• What to work on:
Retype, character for character, everything in the rows below from the line containing "Ground garage door" down to the line containing "[443, 335, 503, 388]", including both of those lines.

Entries taken from a collection:
--------------------------------

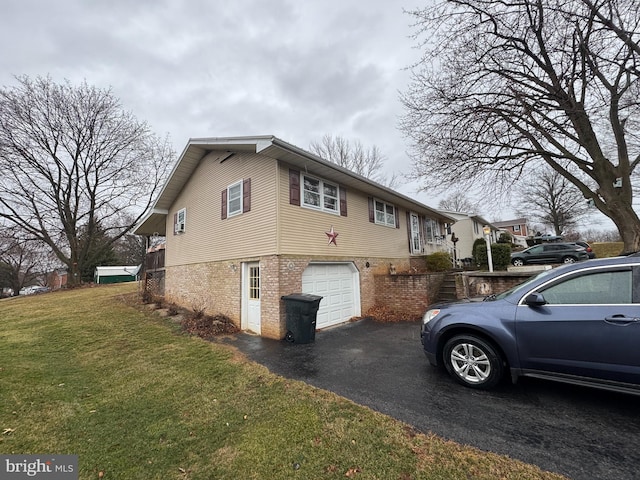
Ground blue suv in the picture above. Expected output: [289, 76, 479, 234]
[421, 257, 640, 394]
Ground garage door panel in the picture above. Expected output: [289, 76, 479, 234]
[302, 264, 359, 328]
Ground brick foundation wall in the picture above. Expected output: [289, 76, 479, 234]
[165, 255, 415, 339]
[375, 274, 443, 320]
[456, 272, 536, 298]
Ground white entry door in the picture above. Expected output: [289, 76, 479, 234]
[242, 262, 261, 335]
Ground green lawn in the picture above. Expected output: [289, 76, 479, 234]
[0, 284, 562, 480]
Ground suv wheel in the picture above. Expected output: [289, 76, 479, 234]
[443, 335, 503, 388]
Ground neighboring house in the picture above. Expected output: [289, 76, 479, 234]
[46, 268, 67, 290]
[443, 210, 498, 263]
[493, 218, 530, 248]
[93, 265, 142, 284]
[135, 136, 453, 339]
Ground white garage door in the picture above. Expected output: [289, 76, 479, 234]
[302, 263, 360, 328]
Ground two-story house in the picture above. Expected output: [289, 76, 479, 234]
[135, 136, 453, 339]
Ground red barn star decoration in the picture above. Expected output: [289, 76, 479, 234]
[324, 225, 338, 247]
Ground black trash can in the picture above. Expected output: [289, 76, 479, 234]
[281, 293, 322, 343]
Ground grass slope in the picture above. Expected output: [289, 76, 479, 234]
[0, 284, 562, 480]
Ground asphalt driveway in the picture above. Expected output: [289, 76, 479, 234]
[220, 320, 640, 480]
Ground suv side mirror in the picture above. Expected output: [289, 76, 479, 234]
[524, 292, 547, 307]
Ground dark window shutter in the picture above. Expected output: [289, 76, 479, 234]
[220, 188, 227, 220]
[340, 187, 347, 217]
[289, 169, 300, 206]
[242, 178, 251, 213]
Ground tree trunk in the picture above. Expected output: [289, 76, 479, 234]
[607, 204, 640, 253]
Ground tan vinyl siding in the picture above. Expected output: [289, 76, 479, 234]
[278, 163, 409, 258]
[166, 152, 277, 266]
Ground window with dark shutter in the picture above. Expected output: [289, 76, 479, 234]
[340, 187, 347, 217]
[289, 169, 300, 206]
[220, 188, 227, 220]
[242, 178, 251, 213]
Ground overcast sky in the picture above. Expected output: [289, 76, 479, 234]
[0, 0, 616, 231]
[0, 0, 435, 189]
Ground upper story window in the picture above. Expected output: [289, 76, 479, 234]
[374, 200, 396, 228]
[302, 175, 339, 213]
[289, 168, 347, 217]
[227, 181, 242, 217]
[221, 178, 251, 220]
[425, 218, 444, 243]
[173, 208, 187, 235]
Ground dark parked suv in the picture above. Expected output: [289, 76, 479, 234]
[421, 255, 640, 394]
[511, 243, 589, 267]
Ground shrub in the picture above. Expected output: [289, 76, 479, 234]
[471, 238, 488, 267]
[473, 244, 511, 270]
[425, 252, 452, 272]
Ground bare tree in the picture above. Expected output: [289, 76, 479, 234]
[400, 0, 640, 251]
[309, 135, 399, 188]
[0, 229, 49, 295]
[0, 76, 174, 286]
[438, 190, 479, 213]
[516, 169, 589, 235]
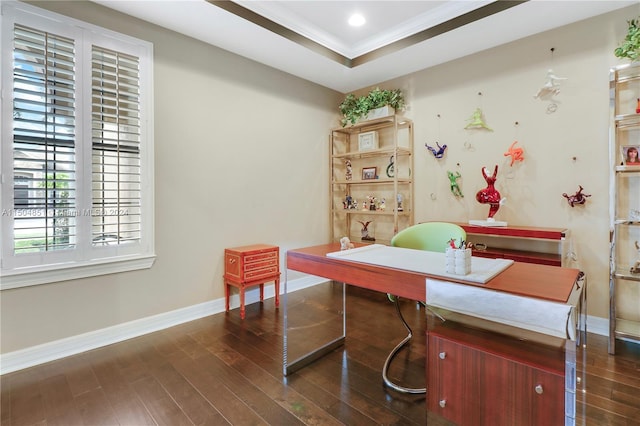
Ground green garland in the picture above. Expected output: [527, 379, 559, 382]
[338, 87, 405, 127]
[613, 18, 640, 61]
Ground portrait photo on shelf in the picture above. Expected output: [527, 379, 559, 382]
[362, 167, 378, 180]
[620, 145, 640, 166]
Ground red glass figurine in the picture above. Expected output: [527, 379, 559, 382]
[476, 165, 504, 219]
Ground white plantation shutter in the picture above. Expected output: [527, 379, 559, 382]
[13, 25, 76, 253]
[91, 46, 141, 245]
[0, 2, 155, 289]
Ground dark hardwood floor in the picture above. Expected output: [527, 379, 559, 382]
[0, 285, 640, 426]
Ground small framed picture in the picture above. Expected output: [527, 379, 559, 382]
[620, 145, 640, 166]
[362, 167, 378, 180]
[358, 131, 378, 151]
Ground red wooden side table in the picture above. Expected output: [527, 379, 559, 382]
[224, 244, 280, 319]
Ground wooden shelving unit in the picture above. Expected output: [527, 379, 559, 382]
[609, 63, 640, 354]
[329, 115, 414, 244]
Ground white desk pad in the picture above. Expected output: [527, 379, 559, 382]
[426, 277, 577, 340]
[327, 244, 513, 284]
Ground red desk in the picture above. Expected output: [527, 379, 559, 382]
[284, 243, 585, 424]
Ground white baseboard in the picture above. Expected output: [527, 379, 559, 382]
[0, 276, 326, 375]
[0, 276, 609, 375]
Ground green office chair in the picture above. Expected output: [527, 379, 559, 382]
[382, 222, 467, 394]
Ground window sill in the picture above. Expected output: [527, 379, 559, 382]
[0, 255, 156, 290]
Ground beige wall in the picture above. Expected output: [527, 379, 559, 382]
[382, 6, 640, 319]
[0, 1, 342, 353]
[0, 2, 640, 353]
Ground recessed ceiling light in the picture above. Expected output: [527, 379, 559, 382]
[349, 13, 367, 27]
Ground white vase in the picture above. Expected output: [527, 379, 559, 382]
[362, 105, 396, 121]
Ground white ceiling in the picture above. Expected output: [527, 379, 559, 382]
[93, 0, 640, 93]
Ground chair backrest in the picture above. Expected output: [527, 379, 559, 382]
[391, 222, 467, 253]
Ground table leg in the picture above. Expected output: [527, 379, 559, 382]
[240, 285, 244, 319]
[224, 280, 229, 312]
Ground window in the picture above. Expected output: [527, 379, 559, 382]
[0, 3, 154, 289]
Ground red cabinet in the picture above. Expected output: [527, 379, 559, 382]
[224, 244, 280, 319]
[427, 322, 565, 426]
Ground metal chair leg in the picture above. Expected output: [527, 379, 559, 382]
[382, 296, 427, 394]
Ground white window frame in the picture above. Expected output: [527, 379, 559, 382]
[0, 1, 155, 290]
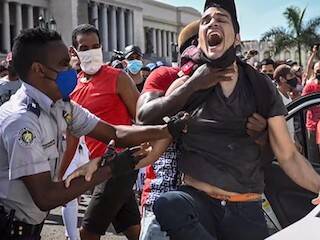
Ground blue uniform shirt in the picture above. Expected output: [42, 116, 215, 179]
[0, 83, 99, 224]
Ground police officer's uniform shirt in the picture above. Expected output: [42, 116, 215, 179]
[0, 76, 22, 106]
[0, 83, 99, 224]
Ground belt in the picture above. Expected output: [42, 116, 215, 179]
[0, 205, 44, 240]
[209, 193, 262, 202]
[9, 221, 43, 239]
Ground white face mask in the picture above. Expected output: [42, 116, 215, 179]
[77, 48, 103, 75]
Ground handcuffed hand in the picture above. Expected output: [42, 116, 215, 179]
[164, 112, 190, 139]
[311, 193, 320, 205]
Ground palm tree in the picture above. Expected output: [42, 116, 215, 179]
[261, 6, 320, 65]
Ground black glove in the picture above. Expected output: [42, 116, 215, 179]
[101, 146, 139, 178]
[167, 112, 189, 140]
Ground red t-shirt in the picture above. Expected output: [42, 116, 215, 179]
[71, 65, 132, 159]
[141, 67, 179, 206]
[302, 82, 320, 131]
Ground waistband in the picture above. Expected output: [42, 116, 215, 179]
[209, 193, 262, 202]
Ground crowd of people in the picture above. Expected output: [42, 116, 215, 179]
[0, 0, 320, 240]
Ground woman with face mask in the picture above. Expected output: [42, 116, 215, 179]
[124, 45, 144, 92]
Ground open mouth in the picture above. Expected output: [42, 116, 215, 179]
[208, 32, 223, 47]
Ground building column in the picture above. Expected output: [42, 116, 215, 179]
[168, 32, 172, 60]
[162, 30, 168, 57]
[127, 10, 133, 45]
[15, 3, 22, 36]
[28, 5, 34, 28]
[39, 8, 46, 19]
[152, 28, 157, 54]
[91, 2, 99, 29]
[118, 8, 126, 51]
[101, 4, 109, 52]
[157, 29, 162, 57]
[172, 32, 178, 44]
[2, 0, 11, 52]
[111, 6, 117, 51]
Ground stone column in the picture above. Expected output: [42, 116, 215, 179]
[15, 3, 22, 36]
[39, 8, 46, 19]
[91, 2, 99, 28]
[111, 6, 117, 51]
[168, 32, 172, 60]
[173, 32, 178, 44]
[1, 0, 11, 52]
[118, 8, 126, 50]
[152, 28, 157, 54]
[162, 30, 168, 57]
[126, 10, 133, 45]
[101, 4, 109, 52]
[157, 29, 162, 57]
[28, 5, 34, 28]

--------------------------------

• Written solution:
Ground garage door panel in the picture above. Expected output: [289, 76, 479, 234]
[302, 264, 359, 328]
Ground brick foundation wall in the picture above. Expected output: [289, 76, 479, 234]
[165, 255, 415, 339]
[375, 274, 443, 320]
[456, 272, 536, 298]
Ground white entry door in the picture above. Expected output: [289, 76, 479, 234]
[242, 262, 261, 335]
Ground green lawn in the picture above. Expected output: [289, 76, 479, 234]
[0, 284, 562, 480]
Ground suv wheel in the picture above. Expected output: [289, 76, 479, 234]
[443, 335, 503, 388]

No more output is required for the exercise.